### TEXT
══════════════════════════════
External program managers are required to submit information to our online data collection systems and therefore it is not difficult to leverage Center points of contact to obtain data submitted in a timely fashion. Therefore, 100% compliance with a request for information, even in the form of participation in data collection instrumentation, is a reasonable expectation. Note that some testing methods (e.g., focus groups, cognitive interviews) require nine participants or less. These numbers are not reflected below. Data collection through focus groups and cognitive interviews for testing purposes will not be used to generalize results, but rather for preliminary item and instrument development, and piloting only¹. Table 1 below reflects potential respondent universe, expected response rates, and statistically adjusted number of respondents for each respondent category.

Table 1: Respondent Universe and Relevant Numbers

	Respondent Category	Potential Respondent Universe (N)	Expected Response Rate (R)	Statistically Adjusted Number of Respondents (n)
NASA STEM Gateway	Students (15 and younger)	9,200	0.6	9,200
	Students (16 and older)	9,200	0.6	9,200
	Educators and Parents	4,000	0.6	4,000
		22,400		22,400

¹Further description of methodological testing techniques can be found in Appendix A.

Sampling Methods

Systematic Random Sampling

For each Respondent Category, OSTEM has identified the potential respondent universe for the purposes of piloting instruments. OSTEM will systematically generate a random list in length corresponding to n Statistically Adjusted Number of Respondents wherein every nth element from the population list will be selected (Hesse-Biber, 2010, p. 50.). This process attempts to create a sampling frame that closely approximates in characteristics pertinent to the Respondent Universe for each data collection instrument.

Nonprobability Purposive Sampling

For the purposes of focus groups and cognitive interviews, nonprobability purposive sampling will be used wherein the research purpose determines the type of elements or respondents selected in the sample. This sampling strategy gathers a collection of specific informants deemed likely to exemplify patterns of behavior or characteristics reflective of the Respondent Universe from which they are drawn necessary for the purposes specific to a particular data collection instrument under development (Hesse-Biber, 2010, p. 126). Even in the event that a focus group or cognitive interview fails to yield persuasive results, the P&E Team will not interview a participant more than once. Instead, the P&E Team will recruit an entirely new focus group or set of participants for cognitive interviews. Obtaining statistical rigor later on in the process begins by avoiding introduction of confounding variables in the preliminary stages of instrument design. Interviewing a participant twice in a cognitive interview or including her or him in a new focus group may be a source of confounding variables and should be entirely avoided.

PROCEDURES FOR COLLECTING INFORMATION

Describe the procedures for the collection of information including:

Statistical methodology for stratification and sample selection:

Not applicable. For the purposes of this data collection instrument development, OSTEM has no need for instrumentation specific to subgroups within any of the Respondent Universe categories of interest.
══════════════════════════════
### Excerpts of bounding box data
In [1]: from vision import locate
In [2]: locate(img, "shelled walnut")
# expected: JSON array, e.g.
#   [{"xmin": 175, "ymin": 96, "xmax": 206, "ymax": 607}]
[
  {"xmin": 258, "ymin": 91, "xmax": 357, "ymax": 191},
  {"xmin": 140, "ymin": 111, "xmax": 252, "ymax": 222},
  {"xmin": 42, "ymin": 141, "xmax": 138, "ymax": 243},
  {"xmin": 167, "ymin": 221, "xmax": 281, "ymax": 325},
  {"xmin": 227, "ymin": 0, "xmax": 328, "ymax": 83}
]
══════════════════════════════
### SET EXERCISE A
Decide whether each statement agrees with the data collection text, answering yes or no and quoting the words that settle it: (i) Focus groups and cognitive interviews will be used to generalize results. (ii) If a focus group fails to yield persuasive results, the P&E Team may interview the same participant again. (iii) Nonprobability purposive sampling will be used for focus groups and cognitive interviews.
### SET EXERCISE B
Answer these questions from the data collection text, one per line:
(i) At most how many participants do some testing methods, such as focus groups and cognitive interviews, require?
(ii) Where can further description of methodological testing techniques be found?
(iii) What is the expected response rate for educators and parents?
### SET EXERCISE C
Write out the data collection text from "Describe the procedures" to "categories of interest.".

### EXERCISE ANSWER A
(i) No: "Data collection through focus groups and cognitive interviews for testing purposes will not be used to generalize results"
(ii) No: "the P&E Team will not interview a participant more than once"
(iii) Yes: "For the purposes of focus groups and cognitive interviews, nonprobability purposive sampling will be used"

### EXERCISE ANSWER B
(i) Nine
(ii) Appendix A
(iii) 0.6

### EXERCISE ANSWER C
Describe the procedures for the collection of information including:

Statistical methodology for stratification and sample selection:

Not applicable. For the purposes of this data collection instrument development, OSTEM has no need for instrumentation specific to subgroups within any of the Respondent Universe categories of interest.